EXCERPT:
This article is more than 1 year old

Lotus Notes inventor Ozzie invents app to talk to people on your phone

Imagine that. Startup floats with voice collab app for Win iPhone

Software guru Ray Ozzie, once billed as Microsoft’s “next Bill Gates” before he left Redmond, has risen once more – in startup mode.

Lotus Notes inventor Ozzie, who left Microsoft in 2010 after four years as the giant's chief software visionary, took his new startup Talko public today. Ozzie has been working on Talko since 2012, but details were scarce.

Talko is a cloud-based voice collaboration app that uses VoIP to run calls between parties, with the app recording the entire conversation and storing it on Talko’s servers.

Users can create bookmarks and tags for points in the conversation. Follow-up calls can be linked to and accessed by other team members and they can add text and photos, too.

The company has funding from Andreessen Horowitz, Greylock Partners and Kapor Capital.

The app is just for the iPhone - and will be for some time, the company reckoned. Sorry, no concessions to Ozzie’s ex-employer Microsoft with its Windows Phone OS.

Talko reunites Ozzie’s Groove collaborators Matt Pope and Eric Patey as co-founder and product lead and co-founder and engineering lead respectively.

(Dataset excerpt)
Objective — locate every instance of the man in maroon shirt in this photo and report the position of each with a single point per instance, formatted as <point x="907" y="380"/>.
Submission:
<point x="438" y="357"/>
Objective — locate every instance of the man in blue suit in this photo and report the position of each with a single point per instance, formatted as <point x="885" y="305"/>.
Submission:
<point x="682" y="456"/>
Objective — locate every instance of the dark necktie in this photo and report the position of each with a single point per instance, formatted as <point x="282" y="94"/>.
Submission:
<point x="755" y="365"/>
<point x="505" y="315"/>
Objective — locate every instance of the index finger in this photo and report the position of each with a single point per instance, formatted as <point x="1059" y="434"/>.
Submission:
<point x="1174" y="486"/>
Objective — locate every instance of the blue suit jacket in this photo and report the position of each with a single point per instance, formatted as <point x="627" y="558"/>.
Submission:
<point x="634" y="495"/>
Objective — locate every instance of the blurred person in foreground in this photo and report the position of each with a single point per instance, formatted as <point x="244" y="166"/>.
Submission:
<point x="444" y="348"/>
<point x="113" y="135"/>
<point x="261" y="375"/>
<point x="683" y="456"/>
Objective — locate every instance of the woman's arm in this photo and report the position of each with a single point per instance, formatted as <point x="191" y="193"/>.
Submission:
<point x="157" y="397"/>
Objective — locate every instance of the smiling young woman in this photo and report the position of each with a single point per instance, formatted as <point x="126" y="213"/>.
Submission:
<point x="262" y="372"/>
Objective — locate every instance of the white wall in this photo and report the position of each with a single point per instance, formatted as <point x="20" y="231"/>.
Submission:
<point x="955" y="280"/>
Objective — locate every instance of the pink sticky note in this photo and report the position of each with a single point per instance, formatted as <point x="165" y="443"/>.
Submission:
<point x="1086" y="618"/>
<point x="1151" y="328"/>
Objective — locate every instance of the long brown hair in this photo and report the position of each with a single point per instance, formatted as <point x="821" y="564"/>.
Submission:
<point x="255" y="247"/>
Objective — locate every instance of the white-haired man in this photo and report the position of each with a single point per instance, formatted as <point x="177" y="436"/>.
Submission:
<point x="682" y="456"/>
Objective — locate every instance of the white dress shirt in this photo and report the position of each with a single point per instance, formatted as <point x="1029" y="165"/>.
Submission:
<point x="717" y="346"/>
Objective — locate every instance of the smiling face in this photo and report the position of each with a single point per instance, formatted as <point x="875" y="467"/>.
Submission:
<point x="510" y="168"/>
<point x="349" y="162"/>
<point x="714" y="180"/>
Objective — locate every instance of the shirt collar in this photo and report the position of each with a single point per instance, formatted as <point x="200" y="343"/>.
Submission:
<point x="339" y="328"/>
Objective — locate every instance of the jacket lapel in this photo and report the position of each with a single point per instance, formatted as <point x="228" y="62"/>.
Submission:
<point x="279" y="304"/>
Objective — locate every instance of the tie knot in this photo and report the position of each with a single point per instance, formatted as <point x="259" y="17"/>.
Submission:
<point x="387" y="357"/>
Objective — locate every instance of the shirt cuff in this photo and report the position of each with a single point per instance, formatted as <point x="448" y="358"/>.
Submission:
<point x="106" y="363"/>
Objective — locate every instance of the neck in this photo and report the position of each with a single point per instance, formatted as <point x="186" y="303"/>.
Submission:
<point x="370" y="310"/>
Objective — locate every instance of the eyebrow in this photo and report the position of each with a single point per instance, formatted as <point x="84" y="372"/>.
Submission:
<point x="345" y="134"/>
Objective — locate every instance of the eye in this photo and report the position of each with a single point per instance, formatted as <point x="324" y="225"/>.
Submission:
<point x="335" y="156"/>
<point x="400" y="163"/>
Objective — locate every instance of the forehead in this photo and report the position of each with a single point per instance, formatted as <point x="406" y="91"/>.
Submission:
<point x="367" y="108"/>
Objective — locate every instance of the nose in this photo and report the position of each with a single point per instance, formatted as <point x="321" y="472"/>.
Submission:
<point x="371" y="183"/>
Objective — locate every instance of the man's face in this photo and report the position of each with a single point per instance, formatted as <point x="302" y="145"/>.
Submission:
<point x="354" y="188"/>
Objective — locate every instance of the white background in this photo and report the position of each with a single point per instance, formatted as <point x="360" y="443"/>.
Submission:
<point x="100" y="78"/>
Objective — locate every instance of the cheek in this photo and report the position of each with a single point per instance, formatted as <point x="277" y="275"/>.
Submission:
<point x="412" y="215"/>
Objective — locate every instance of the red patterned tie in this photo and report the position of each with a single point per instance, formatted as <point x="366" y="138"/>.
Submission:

GIVEN EXERCISE 1: According to the Talko article, which three firms have provided the company's funding?
GIVEN EXERCISE 2: Reproduce the passage of the Talko article starting at "Lotus Notes inventor Ozzie, who" and ending at "on Talko’s servers.".
The records stand apart from the article and are not connected to it.

TASK RESPONSE 1: Andreessen Horowitz, Greylock Partners and Kapor Capital.

TASK RESPONSE 2:
Lotus Notes inventor Ozzie, who left Microsoft in 2010 after four years as the giant's chief software visionary, took his new startup Talko public today. Ozzie has been working on Talko since 2012, but details were scarce.

Talko is a cloud-based voice collaboration app that uses VoIP to run calls between parties, with the app recording the entire conversation and storing it on Talko’s servers.